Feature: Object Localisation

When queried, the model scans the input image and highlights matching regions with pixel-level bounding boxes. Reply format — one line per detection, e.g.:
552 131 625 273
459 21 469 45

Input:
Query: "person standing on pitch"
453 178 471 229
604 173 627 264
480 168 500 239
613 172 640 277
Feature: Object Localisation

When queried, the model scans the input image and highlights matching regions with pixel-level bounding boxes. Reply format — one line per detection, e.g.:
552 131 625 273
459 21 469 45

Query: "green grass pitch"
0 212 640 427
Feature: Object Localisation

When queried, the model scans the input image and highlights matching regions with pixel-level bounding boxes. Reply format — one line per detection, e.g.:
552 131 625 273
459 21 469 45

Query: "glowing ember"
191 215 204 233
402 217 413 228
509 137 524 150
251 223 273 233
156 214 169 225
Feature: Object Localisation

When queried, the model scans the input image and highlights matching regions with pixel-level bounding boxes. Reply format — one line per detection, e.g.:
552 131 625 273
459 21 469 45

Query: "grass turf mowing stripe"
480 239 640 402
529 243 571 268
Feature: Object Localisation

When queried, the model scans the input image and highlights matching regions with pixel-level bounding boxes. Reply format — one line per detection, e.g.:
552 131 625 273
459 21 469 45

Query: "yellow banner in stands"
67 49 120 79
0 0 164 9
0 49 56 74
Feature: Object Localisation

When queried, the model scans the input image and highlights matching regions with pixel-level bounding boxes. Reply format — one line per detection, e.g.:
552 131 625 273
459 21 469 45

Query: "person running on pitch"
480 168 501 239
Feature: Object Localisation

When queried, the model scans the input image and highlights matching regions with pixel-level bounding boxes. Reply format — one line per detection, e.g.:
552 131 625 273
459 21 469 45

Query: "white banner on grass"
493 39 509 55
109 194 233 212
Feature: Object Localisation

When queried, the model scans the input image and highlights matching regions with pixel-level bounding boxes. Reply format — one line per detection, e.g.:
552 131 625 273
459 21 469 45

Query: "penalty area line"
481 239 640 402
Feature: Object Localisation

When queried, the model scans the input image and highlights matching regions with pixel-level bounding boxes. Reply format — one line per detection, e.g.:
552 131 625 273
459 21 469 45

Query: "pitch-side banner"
--
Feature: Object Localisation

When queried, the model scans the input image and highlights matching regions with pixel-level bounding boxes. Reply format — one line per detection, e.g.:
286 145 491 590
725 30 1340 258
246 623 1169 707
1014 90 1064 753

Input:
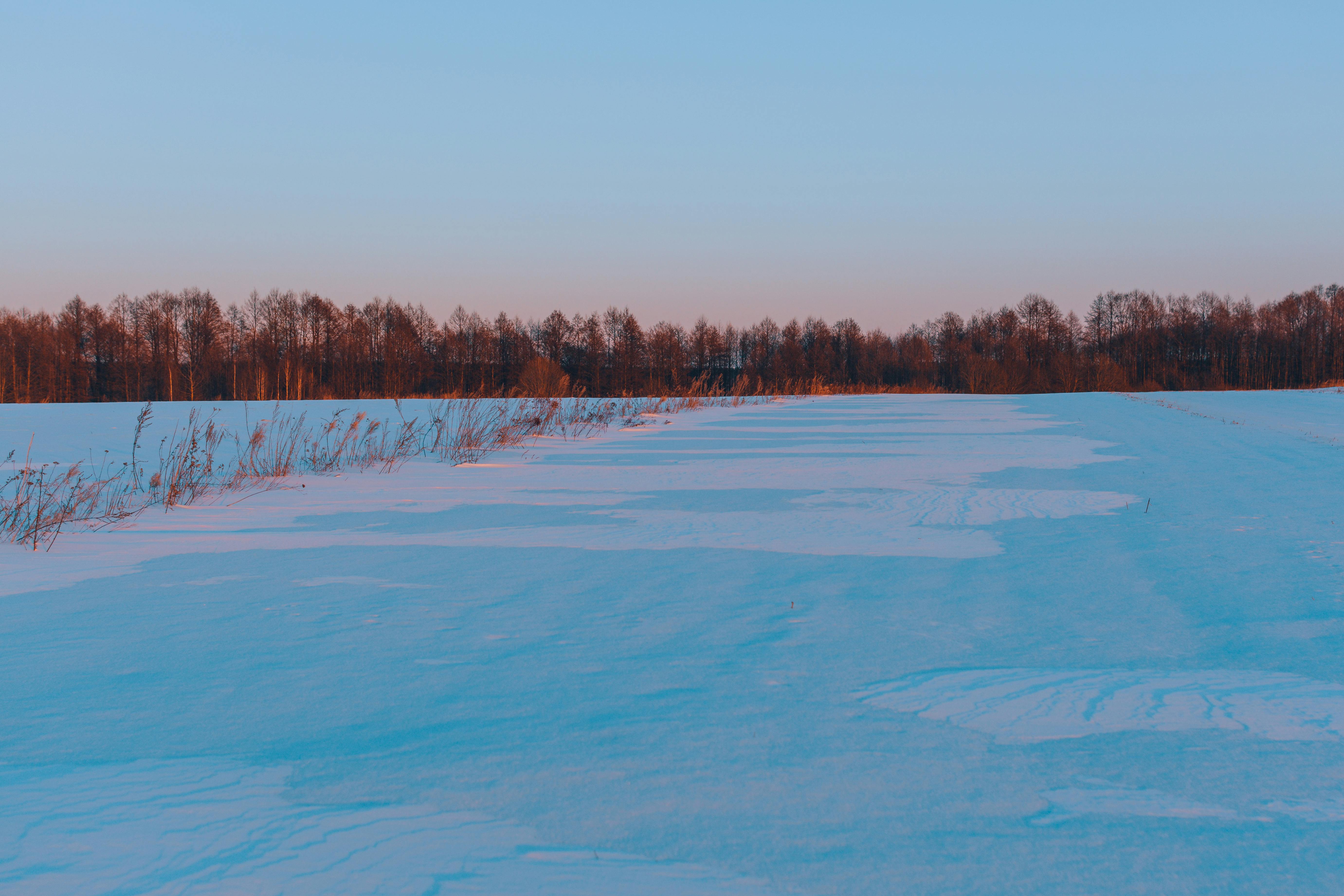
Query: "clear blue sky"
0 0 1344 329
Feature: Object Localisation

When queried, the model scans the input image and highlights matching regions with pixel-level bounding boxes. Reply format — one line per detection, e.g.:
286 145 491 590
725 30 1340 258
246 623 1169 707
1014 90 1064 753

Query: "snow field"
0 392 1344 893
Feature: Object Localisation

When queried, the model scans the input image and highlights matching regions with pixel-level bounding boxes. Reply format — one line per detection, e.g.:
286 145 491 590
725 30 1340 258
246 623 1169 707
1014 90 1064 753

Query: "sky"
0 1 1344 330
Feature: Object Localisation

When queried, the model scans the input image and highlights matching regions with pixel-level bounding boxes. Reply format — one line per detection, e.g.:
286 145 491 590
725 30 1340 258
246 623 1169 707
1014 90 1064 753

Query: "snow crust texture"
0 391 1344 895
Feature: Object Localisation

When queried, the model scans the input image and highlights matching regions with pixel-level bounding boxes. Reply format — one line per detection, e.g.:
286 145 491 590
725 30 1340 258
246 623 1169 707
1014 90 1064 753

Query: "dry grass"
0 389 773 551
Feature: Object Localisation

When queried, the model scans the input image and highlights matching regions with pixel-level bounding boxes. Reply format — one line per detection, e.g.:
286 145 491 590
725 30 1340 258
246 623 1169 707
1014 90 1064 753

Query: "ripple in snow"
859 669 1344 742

### PROBLEM DESCRIPTION
Please return each line of the records above that contains the word "grass", copied unchanged. Case counts.

### THE ANSWER
Query: "green grass pitch"
Query: "grass turf mowing stripe"
Query: "white banner on grass"
Query: "dry grass"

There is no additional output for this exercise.